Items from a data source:
--- start ---

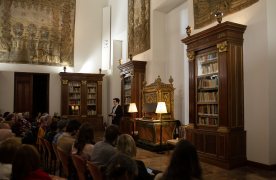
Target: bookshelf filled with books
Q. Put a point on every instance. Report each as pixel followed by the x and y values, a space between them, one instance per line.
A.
pixel 216 122
pixel 81 97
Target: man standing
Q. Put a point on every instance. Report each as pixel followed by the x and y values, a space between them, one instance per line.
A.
pixel 117 112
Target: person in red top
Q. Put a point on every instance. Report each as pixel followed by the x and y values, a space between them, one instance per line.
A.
pixel 26 165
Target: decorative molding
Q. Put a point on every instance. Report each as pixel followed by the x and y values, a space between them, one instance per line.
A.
pixel 223 129
pixel 204 10
pixel 83 82
pixel 191 55
pixel 65 82
pixel 222 47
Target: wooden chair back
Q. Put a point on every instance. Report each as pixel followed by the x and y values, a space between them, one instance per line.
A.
pixel 80 165
pixel 64 161
pixel 94 170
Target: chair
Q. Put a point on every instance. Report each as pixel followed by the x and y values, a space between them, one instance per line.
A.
pixel 80 166
pixel 94 171
pixel 64 160
pixel 58 159
pixel 52 159
pixel 44 151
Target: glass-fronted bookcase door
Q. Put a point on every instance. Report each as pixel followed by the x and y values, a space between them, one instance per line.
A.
pixel 207 81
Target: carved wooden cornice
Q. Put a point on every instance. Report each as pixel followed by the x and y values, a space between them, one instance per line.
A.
pixel 191 55
pixel 64 82
pixel 222 47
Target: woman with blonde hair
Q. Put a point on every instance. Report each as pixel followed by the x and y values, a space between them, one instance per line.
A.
pixel 126 145
pixel 26 164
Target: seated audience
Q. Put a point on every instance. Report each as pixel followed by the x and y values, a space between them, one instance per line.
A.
pixel 126 145
pixel 5 131
pixel 184 163
pixel 121 167
pixel 67 139
pixel 51 132
pixel 21 125
pixel 61 126
pixel 104 150
pixel 26 164
pixel 84 143
pixel 42 129
pixel 8 149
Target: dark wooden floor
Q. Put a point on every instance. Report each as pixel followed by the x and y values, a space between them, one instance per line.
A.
pixel 210 172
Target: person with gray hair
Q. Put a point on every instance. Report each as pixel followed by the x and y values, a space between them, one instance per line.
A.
pixel 127 146
pixel 120 167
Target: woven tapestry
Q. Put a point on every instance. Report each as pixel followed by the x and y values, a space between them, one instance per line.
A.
pixel 204 9
pixel 37 31
pixel 138 26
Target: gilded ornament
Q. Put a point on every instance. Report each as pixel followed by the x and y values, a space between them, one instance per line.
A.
pixel 222 47
pixel 191 55
pixel 64 82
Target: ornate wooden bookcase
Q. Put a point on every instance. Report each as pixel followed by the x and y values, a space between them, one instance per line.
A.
pixel 133 75
pixel 216 122
pixel 81 97
pixel 150 125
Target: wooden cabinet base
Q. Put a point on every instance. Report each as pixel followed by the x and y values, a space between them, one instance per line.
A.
pixel 226 150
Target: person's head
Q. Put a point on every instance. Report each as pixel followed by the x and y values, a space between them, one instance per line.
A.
pixel 111 134
pixel 116 101
pixel 73 126
pixel 6 114
pixel 121 167
pixel 126 145
pixel 184 162
pixel 11 117
pixel 61 125
pixel 8 150
pixel 85 136
pixel 53 126
pixel 26 160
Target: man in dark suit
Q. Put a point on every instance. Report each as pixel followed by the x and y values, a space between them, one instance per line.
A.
pixel 117 112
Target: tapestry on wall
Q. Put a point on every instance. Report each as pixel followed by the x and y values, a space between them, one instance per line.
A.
pixel 37 31
pixel 138 26
pixel 204 10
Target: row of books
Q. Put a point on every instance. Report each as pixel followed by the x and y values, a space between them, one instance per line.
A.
pixel 207 83
pixel 208 69
pixel 207 96
pixel 208 109
pixel 91 90
pixel 207 57
pixel 74 89
pixel 74 96
pixel 91 101
pixel 207 121
pixel 74 102
pixel 74 83
pixel 91 96
pixel 91 112
pixel 92 85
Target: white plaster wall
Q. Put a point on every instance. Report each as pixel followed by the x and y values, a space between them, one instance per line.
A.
pixel 54 93
pixel 6 91
pixel 271 14
pixel 88 35
pixel 119 21
pixel 176 23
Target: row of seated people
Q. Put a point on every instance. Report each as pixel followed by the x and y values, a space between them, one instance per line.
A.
pixel 77 141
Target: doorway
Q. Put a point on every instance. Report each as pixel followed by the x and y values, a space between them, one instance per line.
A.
pixel 31 93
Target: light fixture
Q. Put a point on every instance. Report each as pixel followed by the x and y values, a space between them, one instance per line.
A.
pixel 161 109
pixel 133 109
pixel 64 64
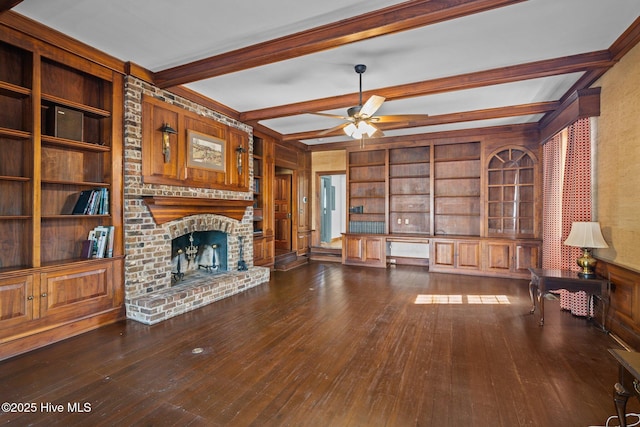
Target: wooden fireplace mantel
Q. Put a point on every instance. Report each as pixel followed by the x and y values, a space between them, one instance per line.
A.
pixel 168 208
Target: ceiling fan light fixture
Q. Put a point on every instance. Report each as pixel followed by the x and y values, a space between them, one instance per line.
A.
pixel 366 128
pixel 350 130
pixel 357 131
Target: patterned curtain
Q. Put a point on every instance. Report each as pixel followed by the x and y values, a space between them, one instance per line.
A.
pixel 576 191
pixel 553 164
pixel 566 198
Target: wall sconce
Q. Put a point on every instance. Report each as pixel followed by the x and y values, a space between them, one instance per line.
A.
pixel 166 130
pixel 239 151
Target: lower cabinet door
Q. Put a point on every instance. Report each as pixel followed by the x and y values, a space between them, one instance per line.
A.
pixel 75 292
pixel 16 303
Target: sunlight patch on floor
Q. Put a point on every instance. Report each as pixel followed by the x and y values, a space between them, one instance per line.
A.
pixel 462 299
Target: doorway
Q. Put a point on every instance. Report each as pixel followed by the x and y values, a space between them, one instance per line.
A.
pixel 282 213
pixel 332 208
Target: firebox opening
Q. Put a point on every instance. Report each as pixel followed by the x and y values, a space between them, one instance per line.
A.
pixel 198 253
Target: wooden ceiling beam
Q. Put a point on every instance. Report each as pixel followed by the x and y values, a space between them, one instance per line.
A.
pixel 465 116
pixel 531 70
pixel 393 19
pixel 8 4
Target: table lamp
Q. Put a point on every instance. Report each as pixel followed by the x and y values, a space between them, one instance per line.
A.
pixel 586 235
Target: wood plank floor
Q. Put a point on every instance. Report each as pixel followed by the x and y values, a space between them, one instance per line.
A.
pixel 331 345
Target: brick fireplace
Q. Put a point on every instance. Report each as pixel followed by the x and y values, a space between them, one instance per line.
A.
pixel 155 214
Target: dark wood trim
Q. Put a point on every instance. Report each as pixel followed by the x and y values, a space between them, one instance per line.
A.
pixel 405 16
pixel 204 101
pixel 139 72
pixel 623 318
pixel 530 131
pixel 583 103
pixel 8 4
pixel 464 116
pixel 531 70
pixel 165 209
pixel 626 41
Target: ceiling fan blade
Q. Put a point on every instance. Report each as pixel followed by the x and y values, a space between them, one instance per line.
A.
pixel 333 129
pixel 400 118
pixel 333 116
pixel 371 106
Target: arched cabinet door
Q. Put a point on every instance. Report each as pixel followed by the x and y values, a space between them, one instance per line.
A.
pixel 511 193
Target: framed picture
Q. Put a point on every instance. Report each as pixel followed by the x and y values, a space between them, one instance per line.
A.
pixel 205 151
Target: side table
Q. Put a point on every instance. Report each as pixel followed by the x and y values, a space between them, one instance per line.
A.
pixel 544 280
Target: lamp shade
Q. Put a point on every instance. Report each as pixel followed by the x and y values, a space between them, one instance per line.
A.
pixel 586 235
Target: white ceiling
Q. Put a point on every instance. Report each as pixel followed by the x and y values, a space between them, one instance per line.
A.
pixel 160 34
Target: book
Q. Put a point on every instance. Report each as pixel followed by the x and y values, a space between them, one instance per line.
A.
pixel 110 241
pixel 101 236
pixel 87 248
pixel 82 203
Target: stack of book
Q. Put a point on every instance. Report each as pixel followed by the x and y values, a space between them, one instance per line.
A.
pixel 92 202
pixel 99 243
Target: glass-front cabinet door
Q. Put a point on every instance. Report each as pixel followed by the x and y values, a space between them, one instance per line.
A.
pixel 511 193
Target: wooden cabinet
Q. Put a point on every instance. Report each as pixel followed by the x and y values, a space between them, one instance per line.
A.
pixel 359 249
pixel 456 171
pixel 367 193
pixel 477 203
pixel 263 230
pixel 511 257
pixel 60 134
pixel 450 254
pixel 511 193
pixel 409 190
pixel 496 257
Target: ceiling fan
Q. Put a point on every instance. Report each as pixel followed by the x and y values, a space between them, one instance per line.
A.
pixel 360 119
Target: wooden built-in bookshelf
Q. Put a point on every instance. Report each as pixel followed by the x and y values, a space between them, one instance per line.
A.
pixel 45 283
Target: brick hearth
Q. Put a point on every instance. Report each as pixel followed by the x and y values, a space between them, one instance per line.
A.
pixel 149 294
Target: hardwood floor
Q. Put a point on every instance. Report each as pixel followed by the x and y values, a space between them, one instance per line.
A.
pixel 331 345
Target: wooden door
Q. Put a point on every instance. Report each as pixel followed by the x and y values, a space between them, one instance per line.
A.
pixel 282 210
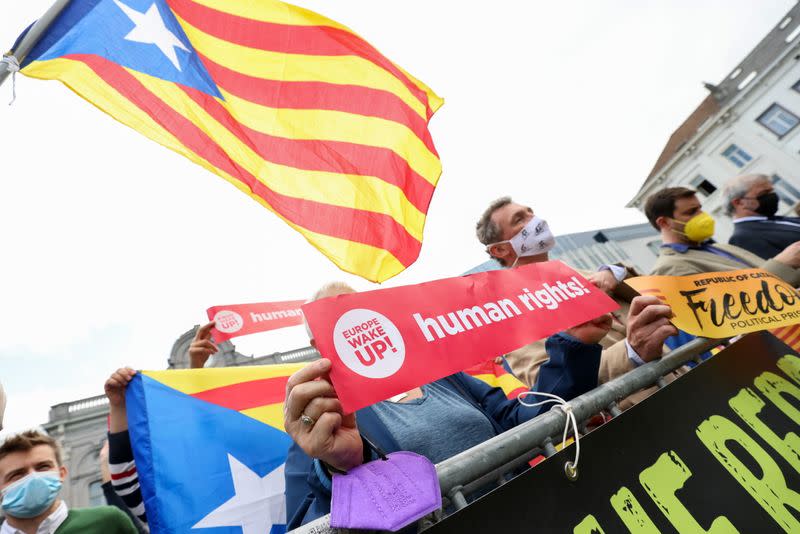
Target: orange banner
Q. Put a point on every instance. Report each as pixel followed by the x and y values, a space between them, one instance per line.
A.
pixel 725 304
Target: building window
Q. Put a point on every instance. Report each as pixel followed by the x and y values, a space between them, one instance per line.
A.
pixel 702 185
pixel 786 191
pixel 96 497
pixel 778 120
pixel 737 156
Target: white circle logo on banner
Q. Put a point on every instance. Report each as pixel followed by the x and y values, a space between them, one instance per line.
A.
pixel 228 321
pixel 369 344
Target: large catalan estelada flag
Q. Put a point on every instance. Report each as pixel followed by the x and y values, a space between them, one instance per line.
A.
pixel 294 109
pixel 210 448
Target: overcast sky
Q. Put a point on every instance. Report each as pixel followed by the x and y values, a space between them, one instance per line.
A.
pixel 114 246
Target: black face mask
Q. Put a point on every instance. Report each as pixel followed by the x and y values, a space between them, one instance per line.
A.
pixel 767 204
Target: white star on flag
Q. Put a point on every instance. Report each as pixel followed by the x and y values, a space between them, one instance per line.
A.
pixel 257 503
pixel 150 29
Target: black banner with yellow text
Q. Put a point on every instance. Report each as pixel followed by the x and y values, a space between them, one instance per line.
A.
pixel 717 450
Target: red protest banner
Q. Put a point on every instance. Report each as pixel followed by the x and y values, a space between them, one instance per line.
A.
pixel 388 341
pixel 236 320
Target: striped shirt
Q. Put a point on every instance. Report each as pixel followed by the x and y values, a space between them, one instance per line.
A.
pixel 124 478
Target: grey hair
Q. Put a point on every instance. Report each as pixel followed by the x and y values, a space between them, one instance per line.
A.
pixel 486 229
pixel 738 187
pixel 331 287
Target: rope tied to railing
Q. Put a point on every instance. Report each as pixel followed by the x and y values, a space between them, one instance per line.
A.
pixel 12 64
pixel 570 468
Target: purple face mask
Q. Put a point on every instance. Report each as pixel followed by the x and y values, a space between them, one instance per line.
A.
pixel 386 494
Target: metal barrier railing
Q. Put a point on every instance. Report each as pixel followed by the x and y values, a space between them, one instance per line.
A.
pixel 491 460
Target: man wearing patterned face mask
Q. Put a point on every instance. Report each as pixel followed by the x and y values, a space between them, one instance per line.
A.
pixel 515 236
pixel 687 248
pixel 31 475
pixel 751 201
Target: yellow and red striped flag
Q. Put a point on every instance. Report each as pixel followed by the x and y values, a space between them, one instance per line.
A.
pixel 294 109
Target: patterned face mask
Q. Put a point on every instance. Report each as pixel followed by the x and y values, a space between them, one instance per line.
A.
pixel 385 494
pixel 535 238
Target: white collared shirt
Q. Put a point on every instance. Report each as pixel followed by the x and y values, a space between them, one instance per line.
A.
pixel 48 526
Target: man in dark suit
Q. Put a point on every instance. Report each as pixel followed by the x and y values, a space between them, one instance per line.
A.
pixel 752 202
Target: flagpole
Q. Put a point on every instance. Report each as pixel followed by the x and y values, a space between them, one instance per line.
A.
pixel 33 36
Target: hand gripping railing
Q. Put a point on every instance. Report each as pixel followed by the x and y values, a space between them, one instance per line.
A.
pixel 501 454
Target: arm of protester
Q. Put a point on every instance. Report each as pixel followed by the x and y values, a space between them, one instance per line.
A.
pixel 332 435
pixel 115 392
pixel 111 496
pixel 648 328
pixel 202 347
pixel 124 478
pixel 574 360
pixel 331 440
pixel 785 265
pixel 570 371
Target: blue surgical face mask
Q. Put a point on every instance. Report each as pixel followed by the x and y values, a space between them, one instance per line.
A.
pixel 31 495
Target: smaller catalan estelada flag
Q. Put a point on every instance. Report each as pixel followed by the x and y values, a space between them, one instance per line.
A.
pixel 210 447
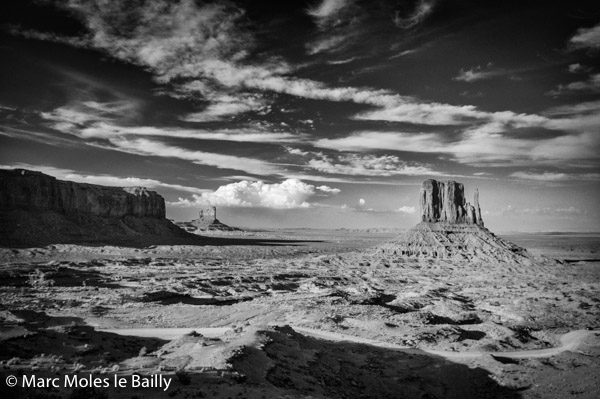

--- end ---

▸ Stated goal:
Please copy out the lines starting with the line that contains "Target: stack of book" and going on through the line that contains "pixel 45 283", both included, with nothing changed.

▸ Problem solution:
Target: stack of book
Q. Put a point on every instance. Report each as pixel followed by the x and y values, a space between them, one instance per line.
A.
pixel 92 202
pixel 99 243
Target: glass-front cabinet door
Q. Put a point on every instance. Report each as pixel followed by the x and y values, a space between them, one instance per line.
A.
pixel 511 193
Target: wooden cabinet
Q. Put a point on every instance. Report each as pixel followed by the x and y values, a space between them, one instance per line.
A.
pixel 359 249
pixel 456 171
pixel 367 193
pixel 477 203
pixel 263 230
pixel 511 257
pixel 60 134
pixel 450 254
pixel 511 193
pixel 409 190
pixel 496 257
Target: ceiling fan
Q. Put a point on every instance. Report each as pixel followed by the x and y values, a space between them, one instance per line.
A.
pixel 360 119
Target: wooden built-in bookshelf
Q. Put a point on every instance. Report each as pixel followed by the x and y values, a space between them, one instance per line.
A.
pixel 45 283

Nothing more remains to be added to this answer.